やること: 龍の絵についての抜粋から、「躍動感のある最初に見た龍でも」を含む語句で始まり「から逃げたくない、と思った。」で終わる部分を、一字も変えずに書き写してください。

抜粋:
躍動感のある最初に見た龍でもなく、水の中で戯れるような神社の龍でもなく、私の龍は、じっと私のことを見つめている。でも私は、その目をまともに見つめることができなかった。
 
『画題は【慧眼之龍】といいます。えげんのりゅう、と読みます。「慧眼」とは、仏教用語で物事の本質を鋭く見抜く力のことです』
 
というメッセージが添えられていた。
 
なんだか見透かされているようで落ち着かない気持ちになるのは、まさに絵のテーマの通りだということだ。
 
私は、この絵を身近なところに飾って文章を書いていくことになるんだ。自分が書く文章は、ごまかしてないのか、自分でチャレンジしているのか、乗り越えられているのか、もがいているのか……そういう全てをこの龍と対話していくことになるのかもしれない。
 
大丈夫かな……身に余る絵のように感じた。同時に、私のイメージから描いてくれた絵から逃げたくない、と思った。
 
圧倒的な絵の力に躊躇しながら、額装の打ち合わせが始まった。
 
「どんな額がいいですか? と言ってもなかなか難しいですよね」
 
私の戸惑った表情を汲み取ったのだろう、額装家さんが額とは何か、ということを説明してくれる。その上で、飾りたい場所の部屋の雰囲気などをヒアリングしてくれた。

素材:
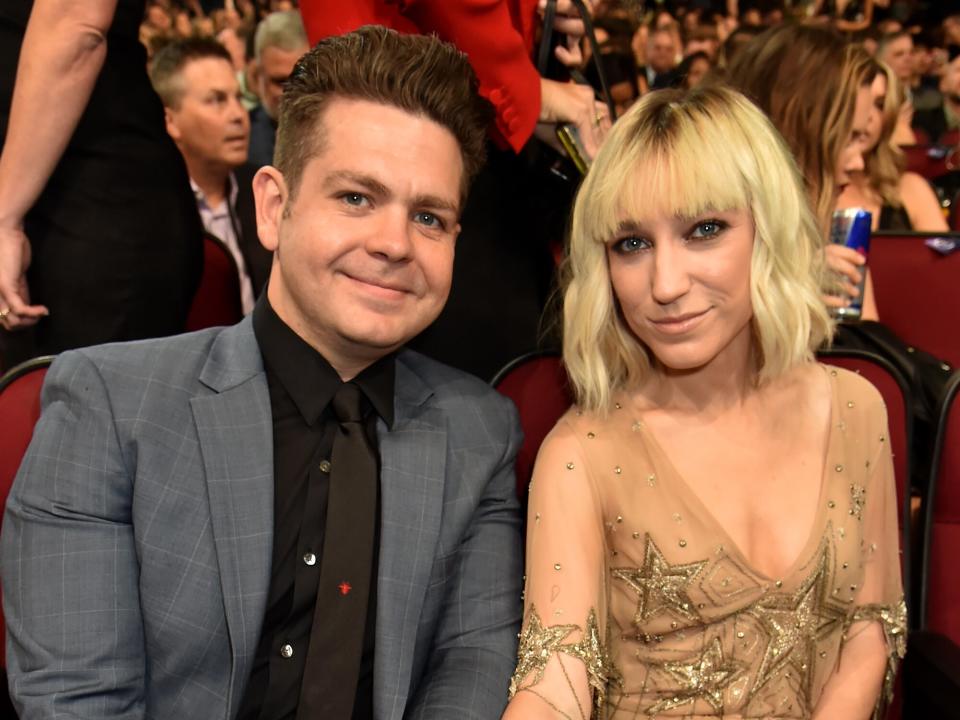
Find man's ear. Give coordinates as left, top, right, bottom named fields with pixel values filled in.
left=253, top=165, right=288, bottom=252
left=163, top=107, right=181, bottom=142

回答:
躍動感のある最初に見た龍でもなく、水の中で戯れるような神社の龍でもなく、私の龍は、じっと私のことを見つめている。でも私は、その目をまともに見つめることができなかった。
 
『画題は【慧眼之龍】といいます。えげんのりゅう、と読みます。「慧眼」とは、仏教用語で物事の本質を鋭く見抜く力のことです』
 
というメッセージが添えられていた。
 
なんだか見透かされているようで落ち着かない気持ちになるのは、まさに絵のテーマの通りだということだ。
 
私は、この絵を身近なところに飾って文章を書いていくことになるんだ。自分が書く文章は、ごまかしてないのか、自分でチャレンジしているのか、乗り越えられているのか、もがいているのか……そういう全てをこの龍と対話していくことになるのかもしれない。
 
大丈夫かな……身に余る絵のように感じた。同時に、私のイメージから描いてくれた絵から逃げたくない、と思った。